• [Document]
(begin)

Fiction – paperback; Faber & Faber; 240 pages; 2019.
Edna O’Brien specialises in writing about ordinary people — usually women — being thrust into extraordinary, and often dangerous, situations, then examining how things play out. (See In The Forest, published in 2002, and The Little Red Chairs, published in 2015.) Her latest novel, Girl, is cut from a similar cloth.
In this short novel, which has been longlisted for the Women’s Prize and shortlisted for the 2020 Kerry Group Irish Novel of the Year, O’Brien tells the tale of a Nigerian schoolgirl captured by the militant Islamist group Boko Haram.
I was a girl once, but not any more. I smell. Blood dried and crusted all over me, and my wrapper in shreds. My insides, a morass. Hurtled through this forest that I saw, that first awful night, when I and my friends were snatched from the school.
A frightening and often disturbing story, Girl reveals the depths of humanity’s dark heart and puts the reader in the shoes of Maryam, a teenage girl confronted by an unimaginable horror: stolen away from her family and made to live among violent, sexually depraved men with little to no hope of escape.
Of course, she does escape (otherwise there wouldn’t be much to write about) and her journey to freedom is almost as perilous and fraught as her life in captivity. Burdened with a baby and accompanied by Buki, another kidnapped teenage girl, she is forced to live by her wits, to scrounge for food in the forest and to keep her eye out for savage men in pursuit.
It is deeply telling that when she comes across a local nomadic tribe willing to provide shelter, their kind offer of help is soon withdrawn when they realise how dangerous it is to hide Maryam.
I was sitting on the bed when Madara came in. There was something wrong. […] She spoke standing and her voice was firm. ‘When the women went to the village this morning, the vendors at first refused to speak or do business with them. Word had got out that we were hiding a militant’s wife and child. Everyone down there is in terror. They know what will happen. Their gods will be confiscated, their stalls burned down and they themselves slaughtered. Then the Jihadis will come here for us, they know how to find us, they know every inch of this forest. They will destroy everything. They will take our herd. There will be nothing left of us.’
‘I will go,’ I said, half rising, wanting to thank her for the endless kindnesses, but she rebutted it.

(end)

• [Object point labels]
(begin)

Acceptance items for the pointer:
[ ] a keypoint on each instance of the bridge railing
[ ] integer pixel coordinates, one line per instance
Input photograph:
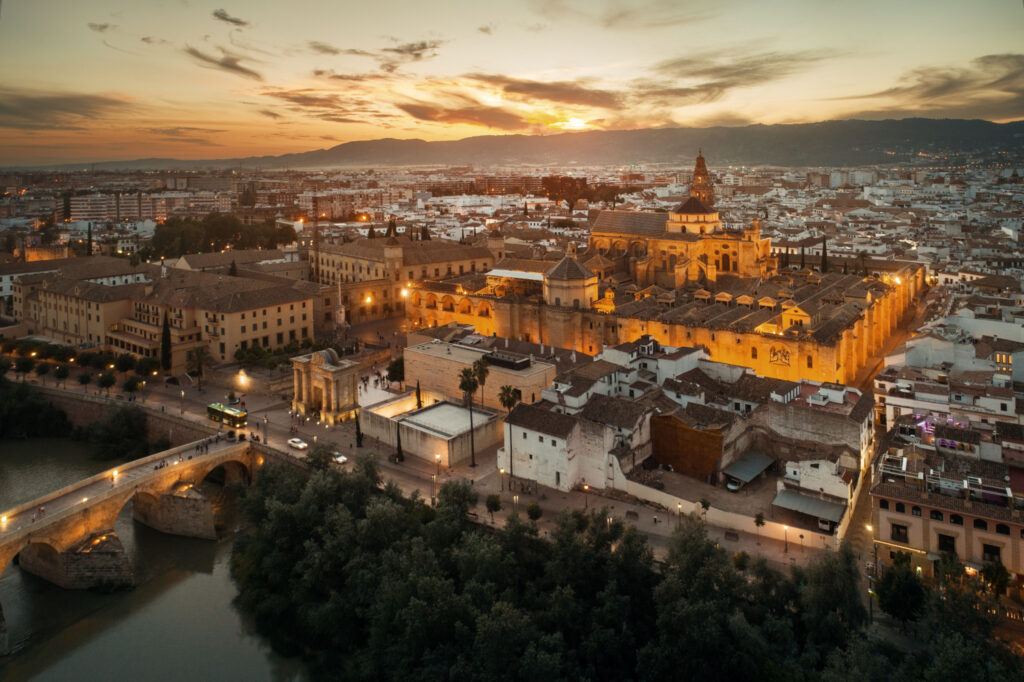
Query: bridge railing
(128, 466)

(end)

• [Problems and tasks]
1. Set down the passage of the review of Girl from "Of course, she" to "to hide Maryam.".
2. Render this sentence from the review of Girl in Spanish: "It is deeply telling that when she comes across a local nomadic tribe willing to provide shelter, their kind offer of help is soon withdrawn when they realise how dangerous it is to hide Maryam."

• [Final results]
1.
Of course, she does escape (otherwise there wouldn’t be much to write about) and her journey to freedom is almost as perilous and fraught as her life in captivity. Burdened with a baby and accompanied by Buki, another kidnapped teenage girl, she is forced to live by her wits, to scrounge for food in the forest and to keep her eye out for savage men in pursuit.
It is deeply telling that when she comes across a local nomadic tribe willing to provide shelter, their kind offer of help is soon withdrawn when they realise how dangerous it is to hide Maryam.

2. Es muy revelador que, cuando se encuentra con una tribu nómada local dispuesta a darle refugio, su amable oferta de ayuda se retire pronto al darse cuenta de lo peligroso que es esconder a Maryam.